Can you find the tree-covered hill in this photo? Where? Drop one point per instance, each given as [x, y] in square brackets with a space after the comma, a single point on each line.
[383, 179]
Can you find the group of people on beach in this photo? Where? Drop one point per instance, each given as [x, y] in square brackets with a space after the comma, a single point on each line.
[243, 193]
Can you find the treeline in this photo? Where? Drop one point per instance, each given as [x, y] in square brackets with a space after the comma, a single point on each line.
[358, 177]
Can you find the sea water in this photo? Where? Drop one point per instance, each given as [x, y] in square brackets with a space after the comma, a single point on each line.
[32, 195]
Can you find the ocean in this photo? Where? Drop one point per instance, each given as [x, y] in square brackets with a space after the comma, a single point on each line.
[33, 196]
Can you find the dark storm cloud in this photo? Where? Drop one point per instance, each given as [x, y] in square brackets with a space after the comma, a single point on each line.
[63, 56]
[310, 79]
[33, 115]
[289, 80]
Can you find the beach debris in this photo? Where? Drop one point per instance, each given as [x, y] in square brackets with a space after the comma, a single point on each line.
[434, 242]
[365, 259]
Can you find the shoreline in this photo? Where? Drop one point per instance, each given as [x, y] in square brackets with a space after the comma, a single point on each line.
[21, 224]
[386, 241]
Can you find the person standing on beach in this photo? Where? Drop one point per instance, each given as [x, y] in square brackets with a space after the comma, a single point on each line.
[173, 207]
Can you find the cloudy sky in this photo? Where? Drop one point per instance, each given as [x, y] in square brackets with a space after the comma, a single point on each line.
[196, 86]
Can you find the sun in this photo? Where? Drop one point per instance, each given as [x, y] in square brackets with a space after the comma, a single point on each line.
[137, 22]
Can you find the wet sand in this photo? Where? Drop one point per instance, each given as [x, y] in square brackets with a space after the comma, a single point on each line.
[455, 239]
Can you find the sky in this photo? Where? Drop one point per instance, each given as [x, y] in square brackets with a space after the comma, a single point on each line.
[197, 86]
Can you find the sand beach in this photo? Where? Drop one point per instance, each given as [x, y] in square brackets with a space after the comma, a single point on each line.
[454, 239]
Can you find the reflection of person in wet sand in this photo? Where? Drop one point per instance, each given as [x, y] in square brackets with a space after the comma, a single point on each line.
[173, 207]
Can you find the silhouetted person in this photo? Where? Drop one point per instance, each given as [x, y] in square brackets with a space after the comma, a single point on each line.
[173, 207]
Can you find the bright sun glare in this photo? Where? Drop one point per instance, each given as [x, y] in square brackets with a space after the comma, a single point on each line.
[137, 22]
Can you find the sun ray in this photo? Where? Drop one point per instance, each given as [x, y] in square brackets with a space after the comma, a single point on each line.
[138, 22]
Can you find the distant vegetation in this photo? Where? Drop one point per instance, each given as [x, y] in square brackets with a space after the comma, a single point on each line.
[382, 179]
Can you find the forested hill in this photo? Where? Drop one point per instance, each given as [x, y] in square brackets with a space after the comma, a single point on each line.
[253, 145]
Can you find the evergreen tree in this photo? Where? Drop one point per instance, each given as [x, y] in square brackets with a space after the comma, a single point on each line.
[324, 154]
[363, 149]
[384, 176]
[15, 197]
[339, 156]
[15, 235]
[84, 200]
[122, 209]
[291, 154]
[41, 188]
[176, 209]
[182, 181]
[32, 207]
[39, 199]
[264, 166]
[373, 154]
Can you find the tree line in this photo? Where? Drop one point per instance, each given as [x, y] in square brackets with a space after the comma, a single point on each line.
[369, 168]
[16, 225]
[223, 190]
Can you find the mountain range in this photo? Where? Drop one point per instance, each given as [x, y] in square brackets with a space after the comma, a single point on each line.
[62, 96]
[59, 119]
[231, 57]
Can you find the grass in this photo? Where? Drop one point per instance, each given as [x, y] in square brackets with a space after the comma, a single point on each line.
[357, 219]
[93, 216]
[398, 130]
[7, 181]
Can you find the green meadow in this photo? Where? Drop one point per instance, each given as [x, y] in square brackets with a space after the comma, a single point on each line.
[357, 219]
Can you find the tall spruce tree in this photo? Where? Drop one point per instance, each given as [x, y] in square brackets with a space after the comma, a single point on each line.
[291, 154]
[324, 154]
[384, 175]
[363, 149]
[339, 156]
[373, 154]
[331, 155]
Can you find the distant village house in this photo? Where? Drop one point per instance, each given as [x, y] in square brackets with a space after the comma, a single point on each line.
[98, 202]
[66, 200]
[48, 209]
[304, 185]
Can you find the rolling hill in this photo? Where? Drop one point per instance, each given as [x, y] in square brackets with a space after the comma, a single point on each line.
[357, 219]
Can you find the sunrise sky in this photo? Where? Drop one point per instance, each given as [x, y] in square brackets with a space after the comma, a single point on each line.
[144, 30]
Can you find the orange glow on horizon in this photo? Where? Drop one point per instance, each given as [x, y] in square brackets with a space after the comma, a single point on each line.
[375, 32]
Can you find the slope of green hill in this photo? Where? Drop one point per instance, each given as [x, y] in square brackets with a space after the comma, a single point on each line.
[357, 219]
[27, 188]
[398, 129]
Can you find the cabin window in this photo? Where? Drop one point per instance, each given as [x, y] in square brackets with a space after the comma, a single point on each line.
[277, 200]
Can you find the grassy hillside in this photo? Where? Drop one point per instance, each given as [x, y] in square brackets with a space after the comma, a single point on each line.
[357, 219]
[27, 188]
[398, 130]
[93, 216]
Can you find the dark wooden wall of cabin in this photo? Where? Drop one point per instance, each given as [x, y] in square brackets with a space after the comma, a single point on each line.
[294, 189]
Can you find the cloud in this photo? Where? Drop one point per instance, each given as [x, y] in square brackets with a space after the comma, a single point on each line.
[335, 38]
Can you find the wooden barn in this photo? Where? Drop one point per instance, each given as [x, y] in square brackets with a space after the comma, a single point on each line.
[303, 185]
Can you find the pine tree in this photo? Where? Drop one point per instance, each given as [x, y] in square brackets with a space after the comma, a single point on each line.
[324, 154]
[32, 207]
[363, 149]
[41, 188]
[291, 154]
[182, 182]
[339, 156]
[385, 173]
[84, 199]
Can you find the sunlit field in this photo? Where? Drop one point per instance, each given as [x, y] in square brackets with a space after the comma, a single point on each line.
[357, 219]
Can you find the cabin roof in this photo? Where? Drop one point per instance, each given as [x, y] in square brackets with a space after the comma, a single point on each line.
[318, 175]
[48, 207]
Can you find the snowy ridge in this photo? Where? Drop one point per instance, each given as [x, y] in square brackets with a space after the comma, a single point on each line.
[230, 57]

**Exercise instructions:** Update the entries above, replacing "Drop" with "Mark" wherever it occurs and leaving everything else unchanged.

**Solution to this exercise:**
Can you find the tree-covered hill in this photo? Where? Mark one point per instance, each given as [x, y] in square brackets with a space after the comma, a single point on each line.
[383, 179]
Can you find the group of people on beach in this photo? Where? Mark one point per instance, each given as [x, y] in square brackets with a space after the comma, a single point on each line.
[243, 193]
Can you find the treeline in this photo? Where? Mark one point per instance, each given as [x, y] in square brackets with a space after the comma, a single point on each line.
[358, 177]
Can you find the sea water in this photo? Where? Mark one point per instance, each given as [x, y] in square brackets with a space after the comma, a single point on each line.
[32, 195]
Can you find the ocean in this photo? Where? Mark one point per instance, each given as [x, y] in square brackets with a space after the comma, a single point on each line.
[33, 196]
Can you find the dark storm cloud in this photo? Where? Mark one point per instance, each given as [x, y] in square brackets with a space after the comma, a single point on each line.
[63, 56]
[310, 79]
[33, 115]
[289, 80]
Can you find the beach debris in this photo? Where? Mark one point per instance, each given as [x, y] in square brackets with a space after the comma, a single point on each line.
[434, 242]
[365, 259]
Can you find the shoreline in this photo? Where? Mark one point per instance, each given as [x, y] in square brackets with a space after the comma, a single point on each line.
[21, 224]
[386, 241]
Can you find the person standing on beach in this photo? Where? Mark one point per instance, each given as [x, y] in square brackets with a space after the comma, a single point on each line.
[173, 207]
Can you find the cloudy sky in this photo? Where? Mark one point per instance, each given as [x, y] in square brackets with a space after the comma, a single point on each line.
[196, 86]
Can you find the sun in this photo? Where? Mark one point per instance, each given as [x, y] in square brackets with a space after the comma, a single point on each line.
[137, 22]
Can you find the wet sand in this photo? Where? Mark one point per instance, each given as [x, y] in square brackets with a space after the comma, a single point on each line.
[455, 239]
Can you find the sky in this photo? Where? Mark one point per instance, each given as [x, y] in square brackets with a space after the comma, a single point on each line.
[197, 86]
Can you find the sand beach in this photo? Where? Mark one point per instance, each given as [x, y] in square brackets with a space after the comma, a single point on each line.
[454, 239]
Can you find the reflection of person in wet sand in this photo? Where? Mark one point per instance, each given as [x, y] in square brackets with a space after the comma, a single point on each line.
[173, 207]
Can you find the silhouetted person in this photo? Where? Mark one point per instance, each given as [x, y] in square brackets with a space after the comma, a single point on each line.
[173, 207]
Can you find the bright sun glare in this photo? Where? Mark one point per instance, each given as [x, y] in square brackets with a space after the comma, a single point on each line.
[137, 22]
Can you find the sun ray in this photo? Where? Mark one point per instance, each given as [x, y] in square brackets with a space after the comma, a single point on each line.
[138, 22]
Can you find the distant vegetation in this photo? Where? Mark one point per instance, each given as [x, y] in square brackets with a space after the comma, a single point on each line.
[382, 179]
Can you find the forested hill in this photo? Where? Mark one point per instance, each given as [x, y] in square brackets with a space after the comma, a single point on each line.
[253, 145]
Can you find the evergreen tree in this photo? Where? Mark one point per instance, each given as [x, y] in square brackets with a space after the comma, a single point on each line.
[324, 154]
[363, 149]
[384, 176]
[15, 197]
[339, 156]
[15, 235]
[84, 200]
[122, 209]
[291, 154]
[41, 188]
[176, 209]
[182, 181]
[32, 207]
[39, 199]
[264, 166]
[373, 154]
Can you find the tree line in this photo? Where? Mark one point per instance, each given as [x, y] in square brackets with a space after the comma, a single point on each line.
[369, 168]
[16, 225]
[223, 190]
Can you find the mountain range in this photo? Where? Mark one point per instance, each given as [x, y] in square brackets with a space after the comma, a single point on each line.
[62, 96]
[59, 119]
[231, 57]
Can you find the grass in this photo? Where? Mark one point per instance, each given as [x, y] in square brackets with a space after the comma, a single point on each line.
[357, 219]
[93, 216]
[398, 130]
[7, 181]
Can you find the green meadow in this photo? Where? Mark one point per instance, each given as [x, y] in square brackets with a space after the comma, a single point on each line.
[357, 219]
Can you find the tall spruce tree in this photo? Where? Mark one point per instance, each given as [x, y] in square brackets with a space after the comma, a single point on each line.
[291, 154]
[324, 154]
[384, 175]
[363, 149]
[339, 156]
[373, 154]
[331, 155]
Can you find the distant village house in this photo? Where? Mark one point per instance, each given as [x, y] in square brackets with a space after the comma, a single point on each line.
[98, 202]
[66, 200]
[48, 209]
[304, 185]
Can you find the rolling hill in this photo? Where? Mark one point per instance, each given as [x, y] in square brackets with a space after the comma, a single point on each line.
[357, 219]
Can you find the sunrise sky in this photo? Where? Mark one point per instance, each given as [x, y] in square brackets with a space after the comma, a single point on each line.
[144, 30]
Can you find the orange glow on horizon in this photo? Where? Mark one point per instance, each given as [x, y] in square brackets with a space after the comma, a single point on each line.
[375, 32]
Can you find the slope of green hill in this photo? Where? Mark one point per instance, each given as [x, y] in square brackets with a space after the comma, a single point on each line.
[357, 219]
[27, 188]
[398, 129]
Can you find the cabin window in this photo? Where? Mark one point per instance, each given as [x, y] in square brackets with a space after the comma, a single point on each line.
[277, 200]
Can you find the grassy hillside in this photo? Where? Mark one point per instance, each given as [x, y] in square brackets with a space after the comma, a single point on each line.
[357, 219]
[27, 188]
[398, 130]
[93, 216]
Can you find the dark wooden wall of cabin in this photo? Where? Mark one point per instance, each given as [x, y] in square brackets with a space after the comma, a single point on each line.
[294, 189]
Can you find the cloud in this photo? Where? Mark one point per instance, each given as [x, y] in square brackets with a space after the comma, a single point on each line.
[335, 38]
Can you find the wooden barn in this photo? Where? Mark one point per instance, each given as [x, y] in square brackets with a space after the comma, a single point on each line.
[303, 185]
Can you find the pine tree in this photo? Where? Mark one point per instance, each given as [x, y] in square brackets with a space after the comma, a single point on each line.
[324, 154]
[32, 207]
[363, 149]
[41, 188]
[291, 154]
[182, 182]
[339, 156]
[385, 173]
[84, 199]
Can you find the sunlit field in this photo? Where? Mark one point per instance, each given as [x, y] in square brackets with a space after the comma, a single point on each line.
[357, 219]
Can you find the cabin roof in this photo? Where? Mark one point per instance, each given as [x, y] in square brackets with a space after the comma, a single point on each line.
[318, 175]
[48, 207]
Can you find the snowy ridge in this photo? Where? Mark one point per instance, each given as [x, y] in square brackets with a space after the comma, a single point on each line.
[230, 57]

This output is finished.